What to produce:
Convert each line of the items below into an entry in a single numbered list, leaving out any blank lines.
>>>>
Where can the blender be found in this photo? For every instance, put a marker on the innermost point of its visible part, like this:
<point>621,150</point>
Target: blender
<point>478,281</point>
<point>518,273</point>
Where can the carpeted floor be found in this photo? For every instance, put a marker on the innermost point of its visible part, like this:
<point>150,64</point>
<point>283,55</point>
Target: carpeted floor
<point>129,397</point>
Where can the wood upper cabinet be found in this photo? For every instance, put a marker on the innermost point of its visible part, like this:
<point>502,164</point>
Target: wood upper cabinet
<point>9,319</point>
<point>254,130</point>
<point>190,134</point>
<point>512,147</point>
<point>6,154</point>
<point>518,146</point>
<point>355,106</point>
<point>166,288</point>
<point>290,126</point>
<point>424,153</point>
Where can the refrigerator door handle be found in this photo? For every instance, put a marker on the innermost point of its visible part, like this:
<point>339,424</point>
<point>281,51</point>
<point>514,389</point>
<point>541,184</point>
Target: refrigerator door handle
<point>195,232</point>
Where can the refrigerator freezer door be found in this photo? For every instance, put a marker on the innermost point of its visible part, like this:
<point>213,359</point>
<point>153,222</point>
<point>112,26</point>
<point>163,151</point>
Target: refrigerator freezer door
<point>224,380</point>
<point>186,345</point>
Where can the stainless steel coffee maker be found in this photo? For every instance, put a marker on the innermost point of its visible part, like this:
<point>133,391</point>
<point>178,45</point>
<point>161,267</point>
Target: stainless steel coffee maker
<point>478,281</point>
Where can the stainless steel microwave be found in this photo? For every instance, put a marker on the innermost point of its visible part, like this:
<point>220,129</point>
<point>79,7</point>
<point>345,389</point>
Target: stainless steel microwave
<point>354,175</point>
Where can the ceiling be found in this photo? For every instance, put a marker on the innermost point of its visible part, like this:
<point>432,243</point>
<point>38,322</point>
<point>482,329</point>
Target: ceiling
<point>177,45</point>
<<<<
Final answer:
1. Where can the blender be found in this photo? For every instance, put a marker on the innermost point of its visible part, like this:
2. <point>621,150</point>
3. Target: blender
4. <point>478,281</point>
5. <point>518,273</point>
6. Where can the carpeted floor be found in this photo? For every instance, put a marker on the innermost point of its visible part, like this:
7. <point>150,64</point>
8. <point>283,55</point>
9. Target: carpeted floor
10. <point>129,397</point>
11. Where can the wood upper cabinet be found in this photo? For every instance, put a marker on the innermost point of its visible part, like this:
12. <point>502,164</point>
13. Target: wood upper cabinet
14. <point>9,319</point>
15. <point>254,130</point>
16. <point>190,134</point>
17. <point>512,147</point>
18. <point>6,154</point>
19. <point>518,146</point>
20. <point>355,106</point>
21. <point>166,288</point>
22. <point>290,126</point>
23. <point>424,153</point>
24. Where can the refrigerator door handle be found in this photo? For every instance, put a marker on the innermost point of its visible part, like this:
25. <point>339,424</point>
26. <point>281,51</point>
27. <point>514,389</point>
28. <point>541,184</point>
29. Target: refrigerator door handle
30. <point>195,232</point>
31. Where can the refrigerator freezer door be found in this photo? For every instance, put a marker on the innermost point of its visible part, like this:
32. <point>213,359</point>
33. <point>153,222</point>
34. <point>112,26</point>
35. <point>163,151</point>
36. Target: refrigerator freezer door
37. <point>224,380</point>
38. <point>186,345</point>
39. Where can the stainless steel coffee maker be found in this photo? For every instance, put a marker on the innermost point of its visible part, like this:
40. <point>133,391</point>
41. <point>178,45</point>
42. <point>161,267</point>
43. Target: stainless steel coffee maker
44. <point>478,281</point>
45. Where can the stainless steel microwave be found in this photo? For every instance, put a marker on the innermost point of its visible part, like this:
46. <point>220,129</point>
47. <point>79,7</point>
48. <point>345,389</point>
49. Target: stainless steel microwave
50. <point>354,175</point>
51. Where can the ceiling be found in this photo? For every instance, put a marker on the innermost point of its visible part, like this:
52. <point>432,243</point>
53. <point>38,322</point>
54. <point>482,329</point>
55. Target: ceiling
56. <point>177,45</point>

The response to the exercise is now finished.